_Exercise aim:_
Print exactly the lines below between the line holding "Target: overcast sky" and the line holding "Spot the castle window", inclusive, and nothing more.

Data entries
[Start of section]

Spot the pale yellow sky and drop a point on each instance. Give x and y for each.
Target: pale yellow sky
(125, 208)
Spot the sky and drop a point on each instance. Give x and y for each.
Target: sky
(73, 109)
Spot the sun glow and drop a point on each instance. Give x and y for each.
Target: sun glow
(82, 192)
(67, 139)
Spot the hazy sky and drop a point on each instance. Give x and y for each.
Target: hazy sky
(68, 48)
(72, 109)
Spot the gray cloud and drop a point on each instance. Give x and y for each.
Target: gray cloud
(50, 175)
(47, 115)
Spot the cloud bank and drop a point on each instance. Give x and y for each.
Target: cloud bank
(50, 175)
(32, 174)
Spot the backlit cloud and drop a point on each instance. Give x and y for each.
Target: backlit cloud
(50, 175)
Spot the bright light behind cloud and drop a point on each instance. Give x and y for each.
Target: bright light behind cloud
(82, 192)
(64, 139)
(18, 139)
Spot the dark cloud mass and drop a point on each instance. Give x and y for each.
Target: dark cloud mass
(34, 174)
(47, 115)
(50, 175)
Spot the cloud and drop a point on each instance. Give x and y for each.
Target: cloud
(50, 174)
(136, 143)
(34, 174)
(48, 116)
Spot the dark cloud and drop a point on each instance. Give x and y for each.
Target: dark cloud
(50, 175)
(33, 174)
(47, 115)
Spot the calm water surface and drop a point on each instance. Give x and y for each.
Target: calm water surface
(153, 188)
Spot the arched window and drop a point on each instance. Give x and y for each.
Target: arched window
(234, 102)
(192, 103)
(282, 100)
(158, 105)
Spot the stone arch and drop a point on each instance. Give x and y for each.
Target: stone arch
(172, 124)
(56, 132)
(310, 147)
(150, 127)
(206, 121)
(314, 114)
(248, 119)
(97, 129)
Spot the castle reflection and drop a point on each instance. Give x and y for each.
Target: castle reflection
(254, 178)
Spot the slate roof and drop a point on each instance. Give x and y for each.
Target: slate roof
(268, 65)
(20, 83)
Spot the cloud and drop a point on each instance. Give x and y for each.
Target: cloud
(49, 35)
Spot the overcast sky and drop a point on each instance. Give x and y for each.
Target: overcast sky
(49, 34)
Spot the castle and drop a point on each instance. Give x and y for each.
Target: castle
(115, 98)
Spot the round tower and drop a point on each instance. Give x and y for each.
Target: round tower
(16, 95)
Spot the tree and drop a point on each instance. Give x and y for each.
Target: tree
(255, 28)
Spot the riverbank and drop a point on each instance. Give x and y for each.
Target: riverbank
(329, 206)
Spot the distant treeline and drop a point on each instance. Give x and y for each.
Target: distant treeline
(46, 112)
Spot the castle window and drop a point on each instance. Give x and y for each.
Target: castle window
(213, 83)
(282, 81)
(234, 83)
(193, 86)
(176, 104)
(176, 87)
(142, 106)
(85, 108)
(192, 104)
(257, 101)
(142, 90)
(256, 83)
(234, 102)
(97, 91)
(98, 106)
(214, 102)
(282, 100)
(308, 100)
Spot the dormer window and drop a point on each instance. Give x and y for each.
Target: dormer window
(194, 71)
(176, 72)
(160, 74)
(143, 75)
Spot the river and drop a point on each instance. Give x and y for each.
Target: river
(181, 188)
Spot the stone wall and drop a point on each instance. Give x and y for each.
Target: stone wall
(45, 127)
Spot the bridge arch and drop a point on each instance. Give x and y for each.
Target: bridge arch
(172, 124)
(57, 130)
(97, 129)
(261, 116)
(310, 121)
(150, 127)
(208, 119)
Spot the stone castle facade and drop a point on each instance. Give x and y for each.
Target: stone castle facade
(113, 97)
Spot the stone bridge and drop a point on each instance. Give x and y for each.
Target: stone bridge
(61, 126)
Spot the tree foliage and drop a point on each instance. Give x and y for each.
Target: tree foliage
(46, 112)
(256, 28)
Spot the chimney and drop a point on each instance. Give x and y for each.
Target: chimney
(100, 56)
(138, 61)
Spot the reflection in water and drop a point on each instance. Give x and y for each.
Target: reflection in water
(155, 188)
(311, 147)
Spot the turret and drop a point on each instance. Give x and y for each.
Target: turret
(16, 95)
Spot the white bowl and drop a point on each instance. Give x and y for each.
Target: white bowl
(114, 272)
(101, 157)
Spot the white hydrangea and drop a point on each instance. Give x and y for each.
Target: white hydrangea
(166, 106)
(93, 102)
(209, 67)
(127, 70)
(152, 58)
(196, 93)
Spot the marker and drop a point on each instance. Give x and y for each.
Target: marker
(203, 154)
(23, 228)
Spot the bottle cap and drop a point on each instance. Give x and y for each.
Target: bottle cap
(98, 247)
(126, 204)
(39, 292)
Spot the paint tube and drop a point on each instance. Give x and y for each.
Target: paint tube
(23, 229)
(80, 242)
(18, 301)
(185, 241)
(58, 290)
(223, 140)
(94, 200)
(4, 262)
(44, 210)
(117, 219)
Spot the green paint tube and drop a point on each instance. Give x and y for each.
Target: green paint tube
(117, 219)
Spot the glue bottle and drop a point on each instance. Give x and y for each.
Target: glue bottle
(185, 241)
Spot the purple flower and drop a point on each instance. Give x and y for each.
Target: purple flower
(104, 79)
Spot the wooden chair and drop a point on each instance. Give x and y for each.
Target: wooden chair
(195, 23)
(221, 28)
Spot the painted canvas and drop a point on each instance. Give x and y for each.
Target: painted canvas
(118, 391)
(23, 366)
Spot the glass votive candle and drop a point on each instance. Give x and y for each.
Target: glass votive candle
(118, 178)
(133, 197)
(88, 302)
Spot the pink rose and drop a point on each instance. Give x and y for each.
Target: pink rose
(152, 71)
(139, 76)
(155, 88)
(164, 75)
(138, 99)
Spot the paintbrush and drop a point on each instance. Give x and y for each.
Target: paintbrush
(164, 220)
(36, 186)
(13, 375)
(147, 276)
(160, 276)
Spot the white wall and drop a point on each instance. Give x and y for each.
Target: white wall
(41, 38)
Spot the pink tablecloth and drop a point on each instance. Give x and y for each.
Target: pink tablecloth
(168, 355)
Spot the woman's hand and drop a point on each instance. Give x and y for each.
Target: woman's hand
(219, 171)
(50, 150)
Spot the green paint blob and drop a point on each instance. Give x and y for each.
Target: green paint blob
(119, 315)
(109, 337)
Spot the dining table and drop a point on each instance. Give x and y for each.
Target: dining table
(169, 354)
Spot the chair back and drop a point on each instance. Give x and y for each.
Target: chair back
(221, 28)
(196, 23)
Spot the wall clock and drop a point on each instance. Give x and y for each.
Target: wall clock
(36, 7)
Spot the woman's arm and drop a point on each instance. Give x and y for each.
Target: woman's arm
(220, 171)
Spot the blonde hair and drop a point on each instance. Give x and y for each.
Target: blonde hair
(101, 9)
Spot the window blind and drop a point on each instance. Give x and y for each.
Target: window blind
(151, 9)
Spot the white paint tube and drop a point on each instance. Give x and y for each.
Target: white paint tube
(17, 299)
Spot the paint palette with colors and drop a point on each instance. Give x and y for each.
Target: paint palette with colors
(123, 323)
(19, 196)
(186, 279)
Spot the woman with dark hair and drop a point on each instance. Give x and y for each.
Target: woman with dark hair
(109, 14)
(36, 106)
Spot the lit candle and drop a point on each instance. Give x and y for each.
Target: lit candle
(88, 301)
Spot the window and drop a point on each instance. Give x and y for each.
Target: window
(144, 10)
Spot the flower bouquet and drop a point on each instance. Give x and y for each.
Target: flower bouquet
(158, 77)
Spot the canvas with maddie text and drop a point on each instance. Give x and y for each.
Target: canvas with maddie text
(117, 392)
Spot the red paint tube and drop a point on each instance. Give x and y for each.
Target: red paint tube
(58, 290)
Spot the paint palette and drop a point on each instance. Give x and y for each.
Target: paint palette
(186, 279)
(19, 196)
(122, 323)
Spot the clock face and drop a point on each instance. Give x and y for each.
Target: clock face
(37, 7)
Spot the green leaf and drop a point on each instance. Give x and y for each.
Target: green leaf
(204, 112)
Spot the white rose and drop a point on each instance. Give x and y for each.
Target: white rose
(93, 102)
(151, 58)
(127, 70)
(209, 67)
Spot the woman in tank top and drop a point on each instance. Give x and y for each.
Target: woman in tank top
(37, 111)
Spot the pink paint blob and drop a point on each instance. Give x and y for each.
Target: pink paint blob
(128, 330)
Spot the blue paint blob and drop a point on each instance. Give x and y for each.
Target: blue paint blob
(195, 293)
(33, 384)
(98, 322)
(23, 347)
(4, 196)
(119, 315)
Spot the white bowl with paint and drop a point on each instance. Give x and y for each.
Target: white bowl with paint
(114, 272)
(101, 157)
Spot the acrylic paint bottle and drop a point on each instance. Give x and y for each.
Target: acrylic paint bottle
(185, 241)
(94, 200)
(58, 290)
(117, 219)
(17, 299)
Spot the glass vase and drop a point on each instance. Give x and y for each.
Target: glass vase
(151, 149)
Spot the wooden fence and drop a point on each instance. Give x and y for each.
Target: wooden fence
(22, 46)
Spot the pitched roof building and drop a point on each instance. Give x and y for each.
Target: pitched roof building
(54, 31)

[End of section]

_Result of this exercise:_
Target: overcast sky
(49, 34)
Spot the castle and drop a point on each instance. Give x and y for each.
Target: castle
(115, 98)
Spot the round tower and drop a point on each instance. Give x and y for each.
Target: round tower
(16, 95)
Spot the tree and drop a point on each instance. Give x and y for each.
Target: tree
(255, 28)
Spot the riverbank and drop a point on each instance. Give x and y for each.
Target: riverbank
(329, 206)
Spot the distant treeline and drop a point on each instance. Give x and y for each.
Target: distant treeline
(46, 112)
Spot the castle window and drop a point on each instance. Give x and y for each.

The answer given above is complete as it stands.